TASK ->
Copy the records word for word, from the first line down to and including the line that contains "69 114 L 57".

RECORD EXCERPTS ->
★ ★ ★

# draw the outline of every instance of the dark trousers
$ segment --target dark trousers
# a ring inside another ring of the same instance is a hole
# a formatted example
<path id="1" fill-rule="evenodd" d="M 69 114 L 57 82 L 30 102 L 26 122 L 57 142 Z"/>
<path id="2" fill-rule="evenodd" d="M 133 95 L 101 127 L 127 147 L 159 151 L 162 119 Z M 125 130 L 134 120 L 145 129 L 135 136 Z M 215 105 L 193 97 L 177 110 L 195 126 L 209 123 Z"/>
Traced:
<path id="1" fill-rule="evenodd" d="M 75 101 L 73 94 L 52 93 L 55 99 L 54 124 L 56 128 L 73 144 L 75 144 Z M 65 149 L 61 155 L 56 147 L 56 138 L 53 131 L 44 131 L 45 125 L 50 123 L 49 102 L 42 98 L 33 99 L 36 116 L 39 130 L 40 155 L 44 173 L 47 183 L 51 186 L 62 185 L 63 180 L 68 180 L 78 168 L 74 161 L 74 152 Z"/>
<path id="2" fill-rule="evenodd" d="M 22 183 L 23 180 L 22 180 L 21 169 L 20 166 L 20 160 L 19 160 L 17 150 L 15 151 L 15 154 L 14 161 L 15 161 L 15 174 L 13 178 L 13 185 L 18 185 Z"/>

★ ★ ★

SOLUTION FOR THIS TASK ->
# draw the outline of every instance of the dark trousers
$ segment --target dark trousers
# a ring inside another ring of the same instance is a hole
# a formatted example
<path id="1" fill-rule="evenodd" d="M 69 114 L 57 82 L 30 102 L 26 122 L 57 142 Z"/>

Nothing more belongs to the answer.